## Given task A
From the query validation document below, print the passage between "Embedding Generation: Creates" and "threshold (moderate strictness)", inclusive.
## Given task B
According to the query validation document below, what similarity threshold does the Stage 2 check use to decide?
— Start of Source extract —
Query Validation System

Overview

The Query Validation System prevents users from overusing the API by blocking queries that are not relevant to the provided article. This helps reduce API costs, prevent system abuse, and improve user experience by providing helpful feedback.

How It Works

Two-Stage Validation Process

Stage 1: Fast Pre-filtering (< 10ms)

Pattern Matching: Detects obviously irrelevant queries using regex patterns
Keyword Analysis: Checks for common off-topic patterns (weather, cooking, greetings, etc.)
Length Validation: Blocks extremely short or vague queries
Title Overlap: Allows queries that have meaningful overlap with article title

Stage 2: Semantic Similarity Check (< 100ms)

Embedding Generation: Creates embeddings for both query and article content
Cosine Similarity: Calculates semantic similarity between query and article
Threshold-Based Decision: Uses 0.65 similarity threshold (moderate strictness)
— End of Source extract —
— Start of Dataset —
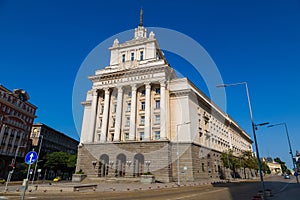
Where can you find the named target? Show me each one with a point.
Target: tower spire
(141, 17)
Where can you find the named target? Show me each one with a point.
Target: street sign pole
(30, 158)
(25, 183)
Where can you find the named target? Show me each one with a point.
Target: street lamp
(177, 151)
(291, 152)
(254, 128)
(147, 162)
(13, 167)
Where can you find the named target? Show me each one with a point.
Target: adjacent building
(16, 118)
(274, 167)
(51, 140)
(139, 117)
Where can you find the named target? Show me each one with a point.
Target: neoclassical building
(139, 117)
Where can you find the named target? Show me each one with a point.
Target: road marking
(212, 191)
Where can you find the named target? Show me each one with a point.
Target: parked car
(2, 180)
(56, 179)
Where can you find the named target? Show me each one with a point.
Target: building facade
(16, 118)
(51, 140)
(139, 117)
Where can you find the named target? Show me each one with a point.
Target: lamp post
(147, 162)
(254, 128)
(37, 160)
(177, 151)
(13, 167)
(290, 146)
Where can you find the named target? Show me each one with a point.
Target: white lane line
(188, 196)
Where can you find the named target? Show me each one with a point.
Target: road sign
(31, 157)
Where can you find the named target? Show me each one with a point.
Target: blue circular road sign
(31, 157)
— End of Dataset —
— Start of Dataset —
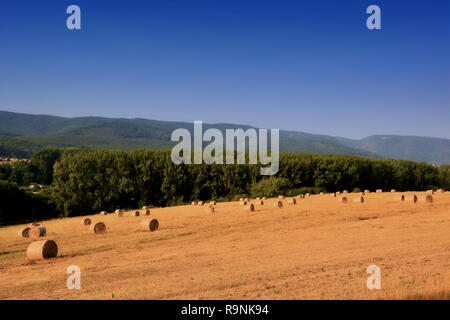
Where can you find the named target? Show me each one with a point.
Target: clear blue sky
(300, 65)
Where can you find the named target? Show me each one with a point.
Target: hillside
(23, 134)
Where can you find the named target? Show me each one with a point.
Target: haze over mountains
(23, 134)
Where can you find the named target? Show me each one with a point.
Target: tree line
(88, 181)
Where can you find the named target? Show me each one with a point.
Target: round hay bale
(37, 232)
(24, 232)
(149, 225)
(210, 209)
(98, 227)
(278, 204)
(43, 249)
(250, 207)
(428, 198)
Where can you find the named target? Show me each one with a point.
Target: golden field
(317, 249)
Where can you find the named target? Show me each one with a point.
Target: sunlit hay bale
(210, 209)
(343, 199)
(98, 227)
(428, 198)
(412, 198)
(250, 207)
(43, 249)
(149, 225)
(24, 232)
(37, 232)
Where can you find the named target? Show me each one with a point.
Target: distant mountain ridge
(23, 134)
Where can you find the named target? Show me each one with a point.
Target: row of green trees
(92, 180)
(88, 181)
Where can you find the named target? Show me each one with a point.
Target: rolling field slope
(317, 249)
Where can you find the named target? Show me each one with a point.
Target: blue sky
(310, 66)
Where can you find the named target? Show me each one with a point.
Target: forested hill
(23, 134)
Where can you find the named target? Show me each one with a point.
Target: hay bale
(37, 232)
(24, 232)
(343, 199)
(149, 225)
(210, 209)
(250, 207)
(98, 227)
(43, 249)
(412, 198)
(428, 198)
— End of Dataset —
## Correct output A
Embedding Generation: Creates embeddings for both query and article content
Cosine Similarity: Calculates semantic similarity between query and article
Threshold-Based Decision: Uses 0.65 similarity threshold (moderate strictness)

## Correct output B
A similarity threshold of 0.65, described as moderate strictness.